• **Some records**

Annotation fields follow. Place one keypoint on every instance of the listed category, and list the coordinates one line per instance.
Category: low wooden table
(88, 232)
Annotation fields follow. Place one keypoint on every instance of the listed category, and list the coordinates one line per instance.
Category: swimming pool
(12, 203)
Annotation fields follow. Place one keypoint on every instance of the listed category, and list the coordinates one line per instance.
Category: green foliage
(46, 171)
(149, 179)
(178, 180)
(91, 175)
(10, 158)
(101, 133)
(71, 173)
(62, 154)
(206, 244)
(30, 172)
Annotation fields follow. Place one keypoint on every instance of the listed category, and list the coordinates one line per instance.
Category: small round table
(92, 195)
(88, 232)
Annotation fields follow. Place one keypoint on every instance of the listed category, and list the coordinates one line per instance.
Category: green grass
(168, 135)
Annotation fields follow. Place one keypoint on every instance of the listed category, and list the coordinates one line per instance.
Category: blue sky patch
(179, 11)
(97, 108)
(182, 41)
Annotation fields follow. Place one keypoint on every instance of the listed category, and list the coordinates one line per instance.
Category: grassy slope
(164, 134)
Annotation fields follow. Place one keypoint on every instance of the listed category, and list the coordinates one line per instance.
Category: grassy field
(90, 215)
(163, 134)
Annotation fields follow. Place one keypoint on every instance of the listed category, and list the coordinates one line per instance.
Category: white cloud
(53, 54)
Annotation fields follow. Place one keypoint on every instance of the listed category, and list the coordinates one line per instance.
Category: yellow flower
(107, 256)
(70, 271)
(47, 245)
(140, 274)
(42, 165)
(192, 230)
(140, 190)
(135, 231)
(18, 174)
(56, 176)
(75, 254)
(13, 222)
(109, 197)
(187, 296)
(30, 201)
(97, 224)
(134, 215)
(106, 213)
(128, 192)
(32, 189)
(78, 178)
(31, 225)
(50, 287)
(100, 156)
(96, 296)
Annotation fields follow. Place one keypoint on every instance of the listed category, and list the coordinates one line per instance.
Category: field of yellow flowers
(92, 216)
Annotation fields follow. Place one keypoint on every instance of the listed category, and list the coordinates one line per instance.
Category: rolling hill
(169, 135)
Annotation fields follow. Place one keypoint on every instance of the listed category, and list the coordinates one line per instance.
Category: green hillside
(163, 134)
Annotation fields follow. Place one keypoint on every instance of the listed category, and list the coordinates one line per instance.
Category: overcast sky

• **The exercise**
Restate each entry exactly, skipping none.

• **Answer to the task**
Annotation fields follow. Place one keypoint on every instance of the listed category, and list the coordinates one line per instance.
Category: low wooden table
(88, 232)
Annotation fields follow. Place one keypoint on every instance of the listed category, and list the coordinates one line per instance.
Category: swimming pool
(12, 203)
Annotation fields follow. Place one keypoint on every instance of the listed category, and list the coordinates one line per instance.
Category: green foliage
(46, 171)
(149, 179)
(178, 180)
(91, 175)
(10, 158)
(101, 133)
(71, 173)
(62, 154)
(206, 244)
(30, 172)
Annotation fields follow. Place one keypoint on every instance of the listed category, and list the coordinates one line per instance.
Category: small round table
(92, 195)
(88, 232)
Annotation fields follow. Place one keypoint on every instance of the listed category, and list the coordinates one line per instance.
Category: green grass
(168, 135)
Annotation fields follow. Place one keypoint on every instance of the listed category, and list the coordinates one line per instance.
Category: blue sky patch
(179, 11)
(97, 108)
(182, 41)
Annotation fields follow. Place one keypoint on every instance of the listed category, and list the coordinates one line per instance.
Category: grassy slope
(164, 134)
Annotation fields follow. Place one keypoint on every instance of the listed category, and list the coordinates one line per instance.
Category: grassy field
(90, 215)
(163, 134)
Annotation fields follow. Place one keypoint on every instance of the listed category, and list the coordinates one line per instance.
Category: white cloud
(53, 54)
Annotation fields follow. Place one keypoint on every instance of the listed category, and list the coordinates one line per instance.
Category: yellow flower
(107, 256)
(70, 271)
(47, 245)
(140, 274)
(42, 165)
(192, 230)
(140, 190)
(135, 231)
(18, 174)
(56, 176)
(75, 254)
(13, 222)
(109, 197)
(187, 296)
(30, 201)
(97, 224)
(134, 215)
(106, 213)
(128, 192)
(32, 189)
(78, 178)
(31, 225)
(50, 287)
(100, 156)
(96, 296)
Annotation fields follow. Place one keypoint on every instance of the listed category, and list the coordinates one line per instance.
Category: field of yellow flowers
(92, 216)
Annotation fields follow. Place one keypoint on every instance of the listed category, and list the coordinates one line per instance.
Category: rolling hill
(169, 135)
Annotation fields follow. Place one keypoint on every instance of the listed category, and list the coordinates one line per instance.
Category: green hillside
(163, 134)
Annotation fields follow. Place one keypoint on every instance of the listed category, and list the coordinates one line per instance.
Category: overcast sky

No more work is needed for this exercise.